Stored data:
>> START

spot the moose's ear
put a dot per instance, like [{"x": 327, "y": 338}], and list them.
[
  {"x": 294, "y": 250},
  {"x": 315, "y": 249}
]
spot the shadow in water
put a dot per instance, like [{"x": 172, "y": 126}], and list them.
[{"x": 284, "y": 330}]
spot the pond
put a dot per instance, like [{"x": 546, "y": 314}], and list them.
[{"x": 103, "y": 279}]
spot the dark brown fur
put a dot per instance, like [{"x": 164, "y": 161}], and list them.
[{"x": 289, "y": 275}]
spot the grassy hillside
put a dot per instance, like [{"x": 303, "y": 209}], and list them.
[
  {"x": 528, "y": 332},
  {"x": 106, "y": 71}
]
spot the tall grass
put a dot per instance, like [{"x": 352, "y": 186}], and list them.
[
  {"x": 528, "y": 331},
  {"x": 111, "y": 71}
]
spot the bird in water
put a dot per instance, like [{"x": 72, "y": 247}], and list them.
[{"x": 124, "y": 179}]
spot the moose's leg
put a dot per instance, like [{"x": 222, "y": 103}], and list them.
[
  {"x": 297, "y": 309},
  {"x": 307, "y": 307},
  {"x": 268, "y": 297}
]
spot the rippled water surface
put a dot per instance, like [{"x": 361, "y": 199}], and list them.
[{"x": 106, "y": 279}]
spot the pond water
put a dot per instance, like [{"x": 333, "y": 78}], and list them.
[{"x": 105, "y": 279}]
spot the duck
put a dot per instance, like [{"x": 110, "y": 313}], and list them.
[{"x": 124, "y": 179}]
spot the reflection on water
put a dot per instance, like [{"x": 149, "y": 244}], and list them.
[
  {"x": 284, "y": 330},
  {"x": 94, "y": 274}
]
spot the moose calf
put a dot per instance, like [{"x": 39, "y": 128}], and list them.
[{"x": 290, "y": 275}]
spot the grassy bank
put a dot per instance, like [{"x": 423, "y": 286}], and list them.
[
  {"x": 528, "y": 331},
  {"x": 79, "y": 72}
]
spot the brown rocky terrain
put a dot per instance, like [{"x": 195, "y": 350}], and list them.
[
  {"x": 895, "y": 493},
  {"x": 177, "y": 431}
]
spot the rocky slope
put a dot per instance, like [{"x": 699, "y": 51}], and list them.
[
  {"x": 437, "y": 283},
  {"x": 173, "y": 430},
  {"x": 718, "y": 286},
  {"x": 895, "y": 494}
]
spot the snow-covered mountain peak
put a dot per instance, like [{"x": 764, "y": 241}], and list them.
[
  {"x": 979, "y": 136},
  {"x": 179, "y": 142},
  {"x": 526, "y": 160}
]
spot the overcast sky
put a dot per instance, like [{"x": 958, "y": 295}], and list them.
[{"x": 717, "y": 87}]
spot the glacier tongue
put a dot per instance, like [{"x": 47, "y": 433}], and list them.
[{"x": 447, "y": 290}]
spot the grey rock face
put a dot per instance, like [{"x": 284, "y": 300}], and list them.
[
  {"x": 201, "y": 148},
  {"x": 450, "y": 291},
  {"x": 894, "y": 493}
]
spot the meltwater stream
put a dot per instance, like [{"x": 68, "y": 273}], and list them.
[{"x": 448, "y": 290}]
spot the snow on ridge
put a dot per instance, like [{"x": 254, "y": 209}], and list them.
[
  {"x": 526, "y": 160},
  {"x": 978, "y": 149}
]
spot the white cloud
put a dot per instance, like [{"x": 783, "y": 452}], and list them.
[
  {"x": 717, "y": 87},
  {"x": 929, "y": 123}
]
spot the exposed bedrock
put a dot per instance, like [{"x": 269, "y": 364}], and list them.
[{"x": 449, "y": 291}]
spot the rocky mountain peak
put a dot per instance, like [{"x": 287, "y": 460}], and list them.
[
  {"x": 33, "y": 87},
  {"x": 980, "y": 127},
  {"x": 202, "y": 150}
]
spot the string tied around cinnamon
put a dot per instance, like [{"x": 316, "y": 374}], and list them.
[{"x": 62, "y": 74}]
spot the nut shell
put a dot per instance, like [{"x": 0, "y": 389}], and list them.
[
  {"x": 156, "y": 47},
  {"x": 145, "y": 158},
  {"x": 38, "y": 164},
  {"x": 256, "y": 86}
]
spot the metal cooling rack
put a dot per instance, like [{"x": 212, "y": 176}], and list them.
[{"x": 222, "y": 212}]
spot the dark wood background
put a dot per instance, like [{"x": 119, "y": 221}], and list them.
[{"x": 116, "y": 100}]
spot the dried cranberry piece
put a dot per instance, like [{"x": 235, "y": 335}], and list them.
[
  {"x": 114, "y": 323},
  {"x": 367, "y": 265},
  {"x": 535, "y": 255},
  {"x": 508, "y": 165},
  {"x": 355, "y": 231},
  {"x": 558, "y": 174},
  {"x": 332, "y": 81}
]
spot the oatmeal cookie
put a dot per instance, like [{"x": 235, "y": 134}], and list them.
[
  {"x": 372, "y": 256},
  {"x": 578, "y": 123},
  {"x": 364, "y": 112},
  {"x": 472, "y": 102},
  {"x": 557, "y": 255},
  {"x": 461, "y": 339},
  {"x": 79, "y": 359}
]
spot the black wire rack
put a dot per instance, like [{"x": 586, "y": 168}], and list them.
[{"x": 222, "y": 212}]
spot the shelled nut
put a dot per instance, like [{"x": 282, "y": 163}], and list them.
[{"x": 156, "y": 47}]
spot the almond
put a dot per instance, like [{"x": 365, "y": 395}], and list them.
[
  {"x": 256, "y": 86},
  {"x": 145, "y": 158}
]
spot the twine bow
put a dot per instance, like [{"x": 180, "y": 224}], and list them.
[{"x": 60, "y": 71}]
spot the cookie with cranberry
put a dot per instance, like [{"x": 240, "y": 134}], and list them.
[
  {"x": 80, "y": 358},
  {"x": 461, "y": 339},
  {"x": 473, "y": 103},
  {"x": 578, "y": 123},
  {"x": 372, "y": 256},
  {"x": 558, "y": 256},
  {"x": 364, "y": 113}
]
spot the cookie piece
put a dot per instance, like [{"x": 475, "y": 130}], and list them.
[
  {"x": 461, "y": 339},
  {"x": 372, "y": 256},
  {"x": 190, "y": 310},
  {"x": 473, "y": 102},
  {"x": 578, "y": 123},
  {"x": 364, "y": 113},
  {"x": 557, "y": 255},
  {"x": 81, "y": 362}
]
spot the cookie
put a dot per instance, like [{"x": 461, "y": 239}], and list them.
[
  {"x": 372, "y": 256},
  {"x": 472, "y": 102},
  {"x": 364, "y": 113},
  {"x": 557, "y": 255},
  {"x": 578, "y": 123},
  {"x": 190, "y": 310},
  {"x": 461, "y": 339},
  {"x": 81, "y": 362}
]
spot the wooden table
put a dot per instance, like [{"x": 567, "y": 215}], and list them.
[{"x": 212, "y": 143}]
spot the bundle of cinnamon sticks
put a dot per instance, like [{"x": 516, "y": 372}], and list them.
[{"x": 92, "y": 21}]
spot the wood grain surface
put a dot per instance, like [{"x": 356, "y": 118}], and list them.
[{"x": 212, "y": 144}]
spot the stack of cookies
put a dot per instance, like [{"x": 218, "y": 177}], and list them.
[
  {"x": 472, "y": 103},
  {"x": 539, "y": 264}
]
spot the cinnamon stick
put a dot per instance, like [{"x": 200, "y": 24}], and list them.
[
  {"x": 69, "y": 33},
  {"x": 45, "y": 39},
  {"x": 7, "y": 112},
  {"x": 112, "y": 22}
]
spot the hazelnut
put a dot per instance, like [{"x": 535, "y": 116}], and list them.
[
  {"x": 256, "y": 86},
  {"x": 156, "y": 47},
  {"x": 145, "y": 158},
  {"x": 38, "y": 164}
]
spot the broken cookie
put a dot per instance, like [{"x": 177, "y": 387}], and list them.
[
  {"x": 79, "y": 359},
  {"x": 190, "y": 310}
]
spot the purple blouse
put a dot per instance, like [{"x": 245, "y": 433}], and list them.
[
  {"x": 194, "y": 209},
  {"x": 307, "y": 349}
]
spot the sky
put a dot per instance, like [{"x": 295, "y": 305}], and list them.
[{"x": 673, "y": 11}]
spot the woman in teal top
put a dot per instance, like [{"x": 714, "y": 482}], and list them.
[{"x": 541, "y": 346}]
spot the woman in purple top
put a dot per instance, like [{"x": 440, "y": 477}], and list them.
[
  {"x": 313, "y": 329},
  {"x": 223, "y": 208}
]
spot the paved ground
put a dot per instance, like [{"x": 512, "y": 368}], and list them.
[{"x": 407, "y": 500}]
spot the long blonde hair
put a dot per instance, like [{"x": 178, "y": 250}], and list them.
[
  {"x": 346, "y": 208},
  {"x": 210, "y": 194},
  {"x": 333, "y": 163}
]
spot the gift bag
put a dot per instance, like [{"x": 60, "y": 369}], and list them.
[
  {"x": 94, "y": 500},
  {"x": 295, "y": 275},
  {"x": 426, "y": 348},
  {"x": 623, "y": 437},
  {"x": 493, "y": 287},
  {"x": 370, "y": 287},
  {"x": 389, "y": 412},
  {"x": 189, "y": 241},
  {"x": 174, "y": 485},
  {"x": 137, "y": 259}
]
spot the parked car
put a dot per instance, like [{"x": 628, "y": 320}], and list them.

>> END

Directions: Everything from the line containing "spot the hazelnut" to the end of the data above should be quoted exactly, please, both ends included, and nothing outside that span.

Output below:
spot the hazelnut
put a dot per instance, like [{"x": 535, "y": 116}], and list them.
[
  {"x": 256, "y": 86},
  {"x": 156, "y": 47},
  {"x": 145, "y": 158},
  {"x": 38, "y": 164}
]
spot the broken cookie
put a dot per instance, like [{"x": 177, "y": 387}], and list them.
[
  {"x": 79, "y": 359},
  {"x": 190, "y": 310}
]
spot the purple blouse
put a dot per instance, like [{"x": 245, "y": 433}], and list them.
[
  {"x": 194, "y": 209},
  {"x": 307, "y": 349}
]
spot the sky
put a dot per instance, like [{"x": 295, "y": 305}], and list them.
[{"x": 673, "y": 11}]
spot the woman in teal top
put a dot per instance, like [{"x": 714, "y": 482}], and list them.
[{"x": 541, "y": 346}]
spot the woman in purple top
put a dot per instance, like [{"x": 440, "y": 477}], and list them.
[
  {"x": 313, "y": 329},
  {"x": 223, "y": 208}
]
spot the paved ground
put a dot per instance, like [{"x": 512, "y": 368}], and list them.
[{"x": 407, "y": 500}]
spot the long blonde hair
put a dot per instance, like [{"x": 178, "y": 250}], and list them.
[
  {"x": 346, "y": 208},
  {"x": 210, "y": 194},
  {"x": 333, "y": 163}
]
spot the gift bag
put a dot per instance, like [{"x": 60, "y": 369}], and list them.
[
  {"x": 94, "y": 500},
  {"x": 295, "y": 275},
  {"x": 426, "y": 348},
  {"x": 623, "y": 437},
  {"x": 493, "y": 287},
  {"x": 370, "y": 287},
  {"x": 389, "y": 412},
  {"x": 189, "y": 241},
  {"x": 174, "y": 485},
  {"x": 137, "y": 259}
]
spot the parked car
put a dot per instance, like [{"x": 628, "y": 320}], and list them.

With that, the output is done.